In the listing, from the beginning down to the line containing "178, 36, 295]]", swap every "bounding boxes" for "bounding rectangles" and leave everything else unchanged. Reproduce only those lines.

###

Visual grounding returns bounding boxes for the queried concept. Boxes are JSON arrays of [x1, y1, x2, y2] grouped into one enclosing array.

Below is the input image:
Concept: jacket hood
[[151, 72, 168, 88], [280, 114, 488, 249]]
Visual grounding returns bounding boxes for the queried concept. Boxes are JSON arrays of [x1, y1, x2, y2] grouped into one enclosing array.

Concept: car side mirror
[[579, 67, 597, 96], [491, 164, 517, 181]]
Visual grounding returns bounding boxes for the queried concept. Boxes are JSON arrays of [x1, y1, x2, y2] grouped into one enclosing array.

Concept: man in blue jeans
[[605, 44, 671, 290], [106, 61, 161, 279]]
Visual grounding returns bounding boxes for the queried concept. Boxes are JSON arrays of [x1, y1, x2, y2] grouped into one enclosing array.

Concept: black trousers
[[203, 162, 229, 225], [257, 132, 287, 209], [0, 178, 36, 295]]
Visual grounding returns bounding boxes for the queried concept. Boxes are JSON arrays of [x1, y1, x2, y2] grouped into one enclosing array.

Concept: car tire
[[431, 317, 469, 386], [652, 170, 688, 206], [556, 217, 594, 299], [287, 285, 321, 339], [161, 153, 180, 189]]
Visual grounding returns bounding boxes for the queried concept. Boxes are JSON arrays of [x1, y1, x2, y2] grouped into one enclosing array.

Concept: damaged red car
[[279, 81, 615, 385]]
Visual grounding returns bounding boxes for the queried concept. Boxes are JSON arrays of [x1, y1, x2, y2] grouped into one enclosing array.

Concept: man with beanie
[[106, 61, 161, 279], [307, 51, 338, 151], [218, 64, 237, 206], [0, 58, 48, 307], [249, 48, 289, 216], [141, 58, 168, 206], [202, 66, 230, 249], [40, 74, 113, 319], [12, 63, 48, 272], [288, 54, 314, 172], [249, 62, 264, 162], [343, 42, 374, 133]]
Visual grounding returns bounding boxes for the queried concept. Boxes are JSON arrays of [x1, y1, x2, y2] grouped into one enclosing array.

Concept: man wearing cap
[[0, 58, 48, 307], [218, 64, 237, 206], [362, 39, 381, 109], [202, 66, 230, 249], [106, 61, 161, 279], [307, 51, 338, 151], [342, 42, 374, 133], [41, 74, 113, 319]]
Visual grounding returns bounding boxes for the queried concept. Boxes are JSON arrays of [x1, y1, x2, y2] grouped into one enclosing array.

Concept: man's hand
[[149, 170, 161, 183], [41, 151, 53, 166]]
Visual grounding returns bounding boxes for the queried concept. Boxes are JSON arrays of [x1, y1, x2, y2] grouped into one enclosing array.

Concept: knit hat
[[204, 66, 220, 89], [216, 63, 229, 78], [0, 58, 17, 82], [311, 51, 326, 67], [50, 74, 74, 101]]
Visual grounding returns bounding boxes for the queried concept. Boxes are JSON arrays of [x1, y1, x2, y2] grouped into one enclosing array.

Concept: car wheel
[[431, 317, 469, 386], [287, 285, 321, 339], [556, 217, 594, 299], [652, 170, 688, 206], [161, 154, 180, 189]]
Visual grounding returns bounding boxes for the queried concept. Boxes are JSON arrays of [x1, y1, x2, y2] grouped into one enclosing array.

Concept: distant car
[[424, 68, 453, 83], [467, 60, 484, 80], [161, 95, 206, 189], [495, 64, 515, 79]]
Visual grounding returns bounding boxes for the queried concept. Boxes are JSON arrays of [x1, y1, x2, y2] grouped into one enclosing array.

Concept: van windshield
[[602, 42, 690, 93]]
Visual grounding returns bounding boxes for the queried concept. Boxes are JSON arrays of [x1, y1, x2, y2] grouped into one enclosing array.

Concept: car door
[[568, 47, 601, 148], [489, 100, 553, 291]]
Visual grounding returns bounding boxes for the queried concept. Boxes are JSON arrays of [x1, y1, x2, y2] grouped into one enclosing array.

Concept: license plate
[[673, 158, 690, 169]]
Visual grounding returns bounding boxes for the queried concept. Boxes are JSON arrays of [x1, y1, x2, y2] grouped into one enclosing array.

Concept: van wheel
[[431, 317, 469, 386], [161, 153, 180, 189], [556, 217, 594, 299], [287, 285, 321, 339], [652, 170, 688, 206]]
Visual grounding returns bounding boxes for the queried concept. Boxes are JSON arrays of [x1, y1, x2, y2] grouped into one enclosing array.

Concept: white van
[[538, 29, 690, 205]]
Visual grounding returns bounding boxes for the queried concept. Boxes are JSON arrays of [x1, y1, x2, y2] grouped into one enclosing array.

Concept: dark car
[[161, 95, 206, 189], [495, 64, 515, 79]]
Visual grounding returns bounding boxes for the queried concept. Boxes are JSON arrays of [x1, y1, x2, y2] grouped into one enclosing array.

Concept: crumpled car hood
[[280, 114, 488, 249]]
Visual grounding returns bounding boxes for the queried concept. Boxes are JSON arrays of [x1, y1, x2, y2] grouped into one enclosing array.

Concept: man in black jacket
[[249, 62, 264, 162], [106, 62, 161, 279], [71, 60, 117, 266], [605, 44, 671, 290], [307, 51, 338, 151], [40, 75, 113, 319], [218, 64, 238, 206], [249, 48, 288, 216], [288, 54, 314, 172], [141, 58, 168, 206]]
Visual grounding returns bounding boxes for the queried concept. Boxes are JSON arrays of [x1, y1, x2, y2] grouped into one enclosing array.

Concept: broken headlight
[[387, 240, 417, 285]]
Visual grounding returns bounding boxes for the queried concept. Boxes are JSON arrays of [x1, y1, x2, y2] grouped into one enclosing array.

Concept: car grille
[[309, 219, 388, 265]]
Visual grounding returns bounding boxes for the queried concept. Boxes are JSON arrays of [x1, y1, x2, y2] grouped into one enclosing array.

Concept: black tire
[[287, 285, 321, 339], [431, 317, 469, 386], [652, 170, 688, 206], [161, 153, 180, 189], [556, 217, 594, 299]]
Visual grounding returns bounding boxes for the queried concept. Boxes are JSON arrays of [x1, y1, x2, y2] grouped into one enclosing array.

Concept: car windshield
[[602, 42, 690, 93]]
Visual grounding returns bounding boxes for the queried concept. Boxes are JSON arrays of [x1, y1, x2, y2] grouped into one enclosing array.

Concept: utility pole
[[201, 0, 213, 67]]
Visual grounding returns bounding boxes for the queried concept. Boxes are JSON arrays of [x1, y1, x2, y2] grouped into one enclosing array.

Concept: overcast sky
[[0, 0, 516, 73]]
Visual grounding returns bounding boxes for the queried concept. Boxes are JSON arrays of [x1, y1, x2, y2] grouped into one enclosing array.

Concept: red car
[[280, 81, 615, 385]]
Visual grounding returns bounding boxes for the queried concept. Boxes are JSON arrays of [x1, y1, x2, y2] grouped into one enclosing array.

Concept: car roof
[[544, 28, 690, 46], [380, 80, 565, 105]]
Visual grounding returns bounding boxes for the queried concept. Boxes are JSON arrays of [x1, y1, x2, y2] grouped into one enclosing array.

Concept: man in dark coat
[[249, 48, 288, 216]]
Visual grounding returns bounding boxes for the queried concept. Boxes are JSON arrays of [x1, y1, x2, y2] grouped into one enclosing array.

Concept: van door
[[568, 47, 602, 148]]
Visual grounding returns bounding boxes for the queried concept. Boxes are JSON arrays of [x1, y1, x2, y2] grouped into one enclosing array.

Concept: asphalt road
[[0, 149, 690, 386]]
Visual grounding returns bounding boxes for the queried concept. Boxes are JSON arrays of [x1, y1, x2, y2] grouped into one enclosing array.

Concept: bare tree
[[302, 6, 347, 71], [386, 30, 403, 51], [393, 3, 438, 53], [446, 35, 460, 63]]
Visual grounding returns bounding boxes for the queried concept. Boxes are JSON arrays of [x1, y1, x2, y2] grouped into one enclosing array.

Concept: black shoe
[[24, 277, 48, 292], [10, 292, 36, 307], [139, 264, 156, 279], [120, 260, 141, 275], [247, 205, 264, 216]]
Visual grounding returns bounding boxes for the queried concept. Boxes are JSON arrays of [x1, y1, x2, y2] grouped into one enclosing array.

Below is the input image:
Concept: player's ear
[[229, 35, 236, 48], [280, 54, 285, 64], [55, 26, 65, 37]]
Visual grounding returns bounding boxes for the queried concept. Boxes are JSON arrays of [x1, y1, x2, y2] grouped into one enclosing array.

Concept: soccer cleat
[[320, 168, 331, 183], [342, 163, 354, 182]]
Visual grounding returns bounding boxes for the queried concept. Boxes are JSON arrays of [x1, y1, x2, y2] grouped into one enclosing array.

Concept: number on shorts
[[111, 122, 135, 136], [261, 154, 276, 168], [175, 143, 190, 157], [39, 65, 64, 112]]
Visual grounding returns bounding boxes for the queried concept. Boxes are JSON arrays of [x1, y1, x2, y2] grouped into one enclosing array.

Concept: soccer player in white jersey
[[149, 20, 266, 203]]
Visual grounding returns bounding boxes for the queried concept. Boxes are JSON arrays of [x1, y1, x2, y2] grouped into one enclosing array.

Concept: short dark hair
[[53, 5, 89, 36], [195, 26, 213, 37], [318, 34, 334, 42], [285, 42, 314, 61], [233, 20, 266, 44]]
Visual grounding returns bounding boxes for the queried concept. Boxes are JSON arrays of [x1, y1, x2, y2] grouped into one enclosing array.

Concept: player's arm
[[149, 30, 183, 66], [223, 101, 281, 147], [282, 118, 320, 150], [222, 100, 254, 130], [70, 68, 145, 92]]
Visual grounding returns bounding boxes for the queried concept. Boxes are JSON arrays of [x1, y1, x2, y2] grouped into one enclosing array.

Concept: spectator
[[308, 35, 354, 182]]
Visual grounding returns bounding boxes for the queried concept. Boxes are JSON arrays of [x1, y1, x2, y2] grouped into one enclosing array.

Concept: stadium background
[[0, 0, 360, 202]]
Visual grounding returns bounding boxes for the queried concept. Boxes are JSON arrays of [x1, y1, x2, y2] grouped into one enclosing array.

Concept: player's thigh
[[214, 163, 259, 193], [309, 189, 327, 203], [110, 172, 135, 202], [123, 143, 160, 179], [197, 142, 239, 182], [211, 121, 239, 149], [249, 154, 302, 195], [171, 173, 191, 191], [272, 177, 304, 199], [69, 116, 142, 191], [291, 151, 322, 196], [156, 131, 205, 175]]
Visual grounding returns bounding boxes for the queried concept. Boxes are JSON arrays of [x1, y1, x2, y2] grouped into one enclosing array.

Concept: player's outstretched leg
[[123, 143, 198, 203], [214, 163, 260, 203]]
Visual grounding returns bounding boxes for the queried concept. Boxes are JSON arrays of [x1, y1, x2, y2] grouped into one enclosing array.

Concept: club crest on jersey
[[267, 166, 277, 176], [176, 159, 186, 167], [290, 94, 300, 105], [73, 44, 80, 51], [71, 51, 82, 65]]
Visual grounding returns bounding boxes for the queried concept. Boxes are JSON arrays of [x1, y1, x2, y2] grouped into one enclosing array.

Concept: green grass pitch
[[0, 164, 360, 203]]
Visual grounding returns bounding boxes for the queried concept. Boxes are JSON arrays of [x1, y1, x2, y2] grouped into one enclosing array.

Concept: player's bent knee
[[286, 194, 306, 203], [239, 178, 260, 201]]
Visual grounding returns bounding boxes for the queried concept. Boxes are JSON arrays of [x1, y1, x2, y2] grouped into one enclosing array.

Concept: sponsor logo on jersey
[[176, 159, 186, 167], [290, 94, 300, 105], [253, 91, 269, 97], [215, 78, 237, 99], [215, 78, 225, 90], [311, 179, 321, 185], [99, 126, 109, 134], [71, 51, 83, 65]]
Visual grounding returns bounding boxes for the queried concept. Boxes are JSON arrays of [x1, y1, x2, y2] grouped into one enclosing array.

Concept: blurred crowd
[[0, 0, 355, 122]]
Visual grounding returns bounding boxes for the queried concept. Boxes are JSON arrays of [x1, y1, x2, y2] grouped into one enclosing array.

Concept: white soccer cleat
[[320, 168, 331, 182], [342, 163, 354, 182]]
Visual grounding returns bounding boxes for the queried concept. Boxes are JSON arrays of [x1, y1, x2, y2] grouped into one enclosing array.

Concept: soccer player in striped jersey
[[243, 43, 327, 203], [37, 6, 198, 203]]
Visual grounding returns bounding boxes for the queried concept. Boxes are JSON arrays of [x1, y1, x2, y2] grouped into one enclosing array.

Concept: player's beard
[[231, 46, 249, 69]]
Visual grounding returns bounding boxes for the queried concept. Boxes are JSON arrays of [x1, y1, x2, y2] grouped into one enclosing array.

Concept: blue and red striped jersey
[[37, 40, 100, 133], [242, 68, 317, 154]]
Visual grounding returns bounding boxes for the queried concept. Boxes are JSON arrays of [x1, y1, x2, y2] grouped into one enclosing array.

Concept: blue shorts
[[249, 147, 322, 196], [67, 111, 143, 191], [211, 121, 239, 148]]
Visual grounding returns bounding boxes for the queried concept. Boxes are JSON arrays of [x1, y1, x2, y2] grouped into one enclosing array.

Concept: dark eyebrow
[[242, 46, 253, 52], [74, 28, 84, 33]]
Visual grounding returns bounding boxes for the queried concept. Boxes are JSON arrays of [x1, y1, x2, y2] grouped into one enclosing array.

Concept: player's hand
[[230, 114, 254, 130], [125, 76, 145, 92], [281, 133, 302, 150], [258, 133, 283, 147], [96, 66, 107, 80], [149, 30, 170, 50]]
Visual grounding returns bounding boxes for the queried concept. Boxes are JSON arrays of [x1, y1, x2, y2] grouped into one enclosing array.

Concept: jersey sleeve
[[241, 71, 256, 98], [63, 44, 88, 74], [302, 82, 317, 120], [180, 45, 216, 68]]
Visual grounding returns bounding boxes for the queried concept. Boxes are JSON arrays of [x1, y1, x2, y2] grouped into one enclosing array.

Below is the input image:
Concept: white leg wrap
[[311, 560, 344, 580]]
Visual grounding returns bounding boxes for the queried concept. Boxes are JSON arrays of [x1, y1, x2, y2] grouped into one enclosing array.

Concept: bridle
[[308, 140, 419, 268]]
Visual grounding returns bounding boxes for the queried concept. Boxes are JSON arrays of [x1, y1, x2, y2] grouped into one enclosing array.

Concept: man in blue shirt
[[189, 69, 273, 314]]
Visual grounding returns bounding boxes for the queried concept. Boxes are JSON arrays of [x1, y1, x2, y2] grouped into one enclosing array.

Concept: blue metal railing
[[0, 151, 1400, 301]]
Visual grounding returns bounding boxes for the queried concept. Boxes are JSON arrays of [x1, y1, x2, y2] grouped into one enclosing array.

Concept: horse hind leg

###

COMPLETE RESPONSE:
Visual grounding returns bounding rectangles for the queried concept. Boxes are JSON arrays of [x1, y1, x2, y2] grouped into one enclosing array.

Below is the input image:
Concept: jacket hood
[[151, 72, 168, 88], [280, 114, 488, 249]]
Visual grounding returns bounding rectangles for the queried concept. Boxes are JSON arrays of [x1, y1, x2, y2] grouped into one enclosing array.

Concept: car side mirror
[[579, 67, 597, 96], [491, 164, 517, 181]]
Visual grounding returns bounding rectangles for the queried concept. Boxes are JSON arrays of [x1, y1, x2, y2] grouped into one enclosing array.

Concept: man in blue jeans
[[605, 44, 671, 290], [106, 61, 161, 279]]
Visual grounding returns bounding rectangles for the queried concept. Boxes are JSON arrays of [x1, y1, x2, y2] grouped into one enclosing array.

Concept: black trousers
[[203, 162, 229, 225], [257, 132, 287, 209], [0, 178, 36, 295]]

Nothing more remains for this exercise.